BEGIN RECORDS SUPPLIED

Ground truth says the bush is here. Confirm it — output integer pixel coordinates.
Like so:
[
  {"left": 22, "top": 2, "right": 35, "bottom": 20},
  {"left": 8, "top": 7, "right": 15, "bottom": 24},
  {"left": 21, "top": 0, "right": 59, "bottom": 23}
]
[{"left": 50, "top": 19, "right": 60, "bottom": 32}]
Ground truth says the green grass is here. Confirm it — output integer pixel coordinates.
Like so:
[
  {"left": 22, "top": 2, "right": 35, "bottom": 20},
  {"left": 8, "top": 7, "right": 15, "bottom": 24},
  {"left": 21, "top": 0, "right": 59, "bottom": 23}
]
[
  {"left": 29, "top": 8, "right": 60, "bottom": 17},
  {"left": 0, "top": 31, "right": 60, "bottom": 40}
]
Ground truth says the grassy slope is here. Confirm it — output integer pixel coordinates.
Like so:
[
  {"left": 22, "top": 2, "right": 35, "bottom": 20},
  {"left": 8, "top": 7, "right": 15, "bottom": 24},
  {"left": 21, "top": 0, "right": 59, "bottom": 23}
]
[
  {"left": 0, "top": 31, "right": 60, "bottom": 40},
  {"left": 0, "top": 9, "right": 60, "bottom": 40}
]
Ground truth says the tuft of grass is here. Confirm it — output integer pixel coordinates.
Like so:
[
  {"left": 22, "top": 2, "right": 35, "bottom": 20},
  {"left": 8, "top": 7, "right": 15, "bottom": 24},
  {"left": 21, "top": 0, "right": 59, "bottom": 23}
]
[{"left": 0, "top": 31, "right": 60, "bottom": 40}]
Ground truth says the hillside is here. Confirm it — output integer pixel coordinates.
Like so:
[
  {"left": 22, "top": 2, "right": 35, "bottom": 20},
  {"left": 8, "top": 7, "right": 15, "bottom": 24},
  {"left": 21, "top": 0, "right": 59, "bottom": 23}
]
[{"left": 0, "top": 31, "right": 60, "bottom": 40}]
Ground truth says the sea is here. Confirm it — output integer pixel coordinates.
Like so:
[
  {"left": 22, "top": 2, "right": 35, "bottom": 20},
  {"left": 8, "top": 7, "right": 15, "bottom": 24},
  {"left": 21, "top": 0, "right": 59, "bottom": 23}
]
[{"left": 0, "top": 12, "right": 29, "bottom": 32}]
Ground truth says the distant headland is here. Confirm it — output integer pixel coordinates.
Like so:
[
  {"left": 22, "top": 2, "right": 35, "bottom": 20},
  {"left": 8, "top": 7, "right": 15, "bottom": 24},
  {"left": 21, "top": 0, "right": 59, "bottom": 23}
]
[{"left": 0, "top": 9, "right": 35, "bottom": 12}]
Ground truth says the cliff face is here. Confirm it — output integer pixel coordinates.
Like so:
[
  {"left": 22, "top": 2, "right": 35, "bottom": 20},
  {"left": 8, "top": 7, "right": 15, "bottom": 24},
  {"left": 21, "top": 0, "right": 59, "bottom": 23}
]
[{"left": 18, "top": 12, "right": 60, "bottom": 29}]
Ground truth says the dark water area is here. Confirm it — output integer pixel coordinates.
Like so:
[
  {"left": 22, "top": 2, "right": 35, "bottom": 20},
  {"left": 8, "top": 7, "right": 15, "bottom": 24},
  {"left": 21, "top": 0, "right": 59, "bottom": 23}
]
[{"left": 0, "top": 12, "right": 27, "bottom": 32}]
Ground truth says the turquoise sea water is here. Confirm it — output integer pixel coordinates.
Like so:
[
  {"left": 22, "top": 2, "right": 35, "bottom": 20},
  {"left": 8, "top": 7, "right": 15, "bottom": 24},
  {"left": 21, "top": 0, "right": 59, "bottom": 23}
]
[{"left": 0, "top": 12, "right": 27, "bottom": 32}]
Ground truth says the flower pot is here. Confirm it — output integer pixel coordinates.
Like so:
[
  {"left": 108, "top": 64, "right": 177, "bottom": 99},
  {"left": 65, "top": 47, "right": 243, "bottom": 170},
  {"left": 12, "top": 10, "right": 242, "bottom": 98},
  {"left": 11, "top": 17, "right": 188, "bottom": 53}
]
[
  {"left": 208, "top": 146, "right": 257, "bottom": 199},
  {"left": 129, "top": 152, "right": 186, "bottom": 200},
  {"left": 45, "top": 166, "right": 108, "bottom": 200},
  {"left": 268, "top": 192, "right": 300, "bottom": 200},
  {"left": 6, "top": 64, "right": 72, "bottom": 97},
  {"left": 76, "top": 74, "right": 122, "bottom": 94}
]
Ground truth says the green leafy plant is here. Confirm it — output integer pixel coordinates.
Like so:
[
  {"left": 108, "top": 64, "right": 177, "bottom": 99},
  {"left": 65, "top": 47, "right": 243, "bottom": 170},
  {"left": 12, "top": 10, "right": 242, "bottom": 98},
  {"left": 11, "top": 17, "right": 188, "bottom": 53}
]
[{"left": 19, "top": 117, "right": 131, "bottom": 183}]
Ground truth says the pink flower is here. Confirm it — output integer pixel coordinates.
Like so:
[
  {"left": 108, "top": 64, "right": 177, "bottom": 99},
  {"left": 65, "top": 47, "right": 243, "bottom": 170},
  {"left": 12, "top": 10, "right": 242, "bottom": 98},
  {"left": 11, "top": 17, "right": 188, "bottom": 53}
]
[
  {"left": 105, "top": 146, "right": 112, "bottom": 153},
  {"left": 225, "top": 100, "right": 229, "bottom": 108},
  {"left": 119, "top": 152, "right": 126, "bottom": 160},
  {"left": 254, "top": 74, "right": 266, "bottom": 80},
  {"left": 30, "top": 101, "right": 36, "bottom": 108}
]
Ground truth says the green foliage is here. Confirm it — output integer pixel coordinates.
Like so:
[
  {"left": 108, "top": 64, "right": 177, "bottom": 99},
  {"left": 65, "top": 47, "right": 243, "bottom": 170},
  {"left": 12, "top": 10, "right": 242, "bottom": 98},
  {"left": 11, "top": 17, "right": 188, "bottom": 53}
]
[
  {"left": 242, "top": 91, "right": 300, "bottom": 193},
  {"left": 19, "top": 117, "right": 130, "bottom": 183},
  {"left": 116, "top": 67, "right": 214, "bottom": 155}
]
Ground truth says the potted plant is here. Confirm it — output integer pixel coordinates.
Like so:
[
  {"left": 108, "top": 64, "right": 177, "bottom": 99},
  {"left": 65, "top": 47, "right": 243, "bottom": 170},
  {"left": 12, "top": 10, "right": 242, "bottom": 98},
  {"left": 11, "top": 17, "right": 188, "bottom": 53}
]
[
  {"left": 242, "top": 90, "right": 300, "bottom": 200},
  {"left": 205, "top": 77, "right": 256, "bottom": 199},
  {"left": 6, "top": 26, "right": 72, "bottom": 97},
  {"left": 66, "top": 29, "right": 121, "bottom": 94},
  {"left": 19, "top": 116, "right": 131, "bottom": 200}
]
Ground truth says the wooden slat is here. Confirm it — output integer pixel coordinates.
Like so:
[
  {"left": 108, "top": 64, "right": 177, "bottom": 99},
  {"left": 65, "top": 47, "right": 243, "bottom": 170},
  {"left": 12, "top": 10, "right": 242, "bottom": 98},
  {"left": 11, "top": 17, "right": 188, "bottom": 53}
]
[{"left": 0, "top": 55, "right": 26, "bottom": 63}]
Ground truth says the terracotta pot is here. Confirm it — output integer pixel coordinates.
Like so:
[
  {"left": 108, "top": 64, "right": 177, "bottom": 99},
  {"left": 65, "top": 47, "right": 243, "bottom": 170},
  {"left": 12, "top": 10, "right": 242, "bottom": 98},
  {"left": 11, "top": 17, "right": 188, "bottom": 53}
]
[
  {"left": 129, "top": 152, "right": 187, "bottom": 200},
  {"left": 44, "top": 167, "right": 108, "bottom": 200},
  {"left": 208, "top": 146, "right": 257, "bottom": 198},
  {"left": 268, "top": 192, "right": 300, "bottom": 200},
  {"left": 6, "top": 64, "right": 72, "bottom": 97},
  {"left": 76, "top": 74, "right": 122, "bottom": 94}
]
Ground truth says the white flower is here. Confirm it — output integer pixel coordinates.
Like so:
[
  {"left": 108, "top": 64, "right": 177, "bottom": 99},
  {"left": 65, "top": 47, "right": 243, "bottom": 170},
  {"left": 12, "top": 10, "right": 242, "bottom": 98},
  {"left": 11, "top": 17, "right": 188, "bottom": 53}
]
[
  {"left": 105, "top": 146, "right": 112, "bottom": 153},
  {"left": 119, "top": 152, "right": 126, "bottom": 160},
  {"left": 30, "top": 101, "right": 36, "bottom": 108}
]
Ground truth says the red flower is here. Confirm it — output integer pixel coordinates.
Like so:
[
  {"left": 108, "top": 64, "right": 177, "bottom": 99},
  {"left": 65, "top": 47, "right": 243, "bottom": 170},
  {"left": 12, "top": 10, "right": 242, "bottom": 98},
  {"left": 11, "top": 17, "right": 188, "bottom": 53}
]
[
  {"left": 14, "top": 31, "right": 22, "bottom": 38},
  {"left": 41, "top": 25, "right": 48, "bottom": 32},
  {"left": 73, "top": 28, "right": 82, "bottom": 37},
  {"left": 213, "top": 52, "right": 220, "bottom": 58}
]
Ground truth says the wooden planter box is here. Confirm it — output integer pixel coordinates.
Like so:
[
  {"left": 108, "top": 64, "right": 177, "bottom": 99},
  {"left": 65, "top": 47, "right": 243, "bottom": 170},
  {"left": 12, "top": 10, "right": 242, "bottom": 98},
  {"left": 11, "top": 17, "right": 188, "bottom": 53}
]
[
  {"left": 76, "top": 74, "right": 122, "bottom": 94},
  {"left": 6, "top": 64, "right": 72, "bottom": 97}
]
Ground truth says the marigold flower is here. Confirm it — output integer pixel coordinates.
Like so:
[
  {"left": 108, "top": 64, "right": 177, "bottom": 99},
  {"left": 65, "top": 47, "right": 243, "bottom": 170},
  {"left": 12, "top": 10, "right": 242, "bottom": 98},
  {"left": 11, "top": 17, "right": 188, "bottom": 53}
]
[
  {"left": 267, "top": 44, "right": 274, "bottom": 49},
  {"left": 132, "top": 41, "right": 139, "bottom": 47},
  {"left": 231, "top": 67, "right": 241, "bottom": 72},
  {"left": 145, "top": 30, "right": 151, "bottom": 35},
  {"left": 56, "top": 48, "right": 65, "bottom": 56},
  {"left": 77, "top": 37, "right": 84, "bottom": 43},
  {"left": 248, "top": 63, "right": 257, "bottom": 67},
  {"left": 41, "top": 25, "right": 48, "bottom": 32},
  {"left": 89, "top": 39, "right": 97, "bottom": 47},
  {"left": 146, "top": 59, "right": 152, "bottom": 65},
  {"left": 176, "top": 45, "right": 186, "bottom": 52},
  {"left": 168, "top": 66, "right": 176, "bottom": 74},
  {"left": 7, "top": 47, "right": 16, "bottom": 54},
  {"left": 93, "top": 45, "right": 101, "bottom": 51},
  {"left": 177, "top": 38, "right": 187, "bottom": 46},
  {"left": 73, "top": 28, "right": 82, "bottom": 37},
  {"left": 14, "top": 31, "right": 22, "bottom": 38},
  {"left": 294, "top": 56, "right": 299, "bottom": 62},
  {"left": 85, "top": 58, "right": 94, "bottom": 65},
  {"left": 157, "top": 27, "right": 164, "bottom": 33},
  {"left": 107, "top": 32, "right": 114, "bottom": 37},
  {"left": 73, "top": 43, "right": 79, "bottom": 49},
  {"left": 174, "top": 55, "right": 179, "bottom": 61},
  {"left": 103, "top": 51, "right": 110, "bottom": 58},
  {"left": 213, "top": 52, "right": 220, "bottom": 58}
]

END RECORDS SUPPLIED

Pull out each line in the data above that contains the string "flower" and reproduce those lines in full. Count a line only if its capitalization matches.

Ground truth says the flower pot is here. Confirm it — output integer pixel coordinates.
Ground truth says the pink flower is here. Confirm it — output integer pixel coordinates.
Ground truth says the white flower is here. Confirm it — output integer pixel coordinates.
Ground truth says the red flower is here. Confirm it — output integer pixel coordinates.
Ground truth says the marigold flower is here. Confirm it — output integer pixel coordinates.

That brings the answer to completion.